------ SOURCE DOCUMENT

And undermining the economic production of textbooks as we know 
it would generally be a good thing IMHO. That is why the whole 
"open educational resource" movement is picking up speed at this 
very moment. People, particularly students, are becoming tired, 
indignant and rebellious for good reasons.

As for the multinationals and their taxes, it appears to me that 
they do a darn good job at avoiding paying as many taxes as 
possible. Is this not the whole point of going multinational? 
And, in any case, multinationals represent only a fraction of 
taxes collected. Citizens like myself pay their fair (and 
important) share of taxes. I am always amused when I see the 
function of companies being presented as being tax payers. Don't 
they make profits too?

This reminds me of an Elsevier employee telling me once that my 
pension plan depended on Elsevier doing well in the stock market 
. . .  I was quite amused by the Jesuitic quality of the 
argument.

Market mechanisms are fine for some kinds of objects. When it 
comes to education, health and research, I believe the situation 
is quite different. Even housing and transportation are 
subsidized in many parts of the world, including NYC, the capital 
of capitalism...

------------
------ ENTRIES SUPPLIED

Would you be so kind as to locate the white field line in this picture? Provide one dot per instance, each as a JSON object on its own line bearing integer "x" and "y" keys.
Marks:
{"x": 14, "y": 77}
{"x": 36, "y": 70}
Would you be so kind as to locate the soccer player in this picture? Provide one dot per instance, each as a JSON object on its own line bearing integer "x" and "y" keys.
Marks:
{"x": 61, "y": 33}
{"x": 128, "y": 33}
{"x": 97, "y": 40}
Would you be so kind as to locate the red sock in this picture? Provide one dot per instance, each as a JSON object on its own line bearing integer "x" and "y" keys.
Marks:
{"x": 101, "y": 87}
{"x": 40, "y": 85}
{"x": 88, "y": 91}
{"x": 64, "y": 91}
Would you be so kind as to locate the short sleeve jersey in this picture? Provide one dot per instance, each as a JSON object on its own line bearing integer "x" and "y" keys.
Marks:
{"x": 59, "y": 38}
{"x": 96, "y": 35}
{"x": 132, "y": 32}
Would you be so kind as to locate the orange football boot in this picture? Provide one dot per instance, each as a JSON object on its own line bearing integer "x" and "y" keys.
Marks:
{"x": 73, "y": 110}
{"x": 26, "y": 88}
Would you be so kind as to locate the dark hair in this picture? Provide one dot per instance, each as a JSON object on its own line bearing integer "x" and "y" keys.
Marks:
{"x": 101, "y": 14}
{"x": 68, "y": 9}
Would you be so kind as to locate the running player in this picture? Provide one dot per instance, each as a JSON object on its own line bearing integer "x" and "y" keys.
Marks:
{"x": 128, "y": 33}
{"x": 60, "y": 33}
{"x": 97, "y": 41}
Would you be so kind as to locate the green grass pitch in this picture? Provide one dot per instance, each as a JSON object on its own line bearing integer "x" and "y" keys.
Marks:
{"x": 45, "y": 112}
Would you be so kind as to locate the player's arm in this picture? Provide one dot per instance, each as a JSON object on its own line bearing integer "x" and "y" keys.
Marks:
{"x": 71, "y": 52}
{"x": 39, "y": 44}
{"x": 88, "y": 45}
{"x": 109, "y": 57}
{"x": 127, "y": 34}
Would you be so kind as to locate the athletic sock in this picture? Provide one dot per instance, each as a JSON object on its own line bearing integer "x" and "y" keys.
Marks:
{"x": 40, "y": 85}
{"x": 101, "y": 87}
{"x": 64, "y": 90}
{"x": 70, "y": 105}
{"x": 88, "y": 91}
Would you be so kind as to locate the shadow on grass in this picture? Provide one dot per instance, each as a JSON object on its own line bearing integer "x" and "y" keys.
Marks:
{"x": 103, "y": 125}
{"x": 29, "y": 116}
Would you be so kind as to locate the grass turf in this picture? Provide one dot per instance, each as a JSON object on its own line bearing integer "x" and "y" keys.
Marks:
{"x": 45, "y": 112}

------------

WHAT THE TASK REQUIRES —
Write out the entire commentary on textbooks, taxes and markets word for word.

RESPONSE —
And undermining the economic production of textbooks as we know 
it would generally be a good thing IMHO. That is why the whole 
"open educational resource" movement is picking up speed at this 
very moment. People, particularly students, are becoming tired, 
indignant and rebellious for good reasons.

As for the multinationals and their taxes, it appears to me that 
they do a darn good job at avoiding paying as many taxes as 
possible. Is this not the whole point of going multinational? 
And, in any case, multinationals represent only a fraction of 
taxes collected. Citizens like myself pay their fair (and 
important) share of taxes. I am always amused when I see the 
function of companies being presented as being tax payers. Don't 
they make profits too?

This reminds me of an Elsevier employee telling me once that my 
pension plan depended on Elsevier doing well in the stock market 
. . .  I was quite amused by the Jesuitic quality of the 
argument.

Market mechanisms are fine for some kinds of objects. When it 
comes to education, health and research, I believe the situation 
is quite different. Even housing and transportation are 
subsidized in many parts of the world, including NYC, the capital 
of capitalism...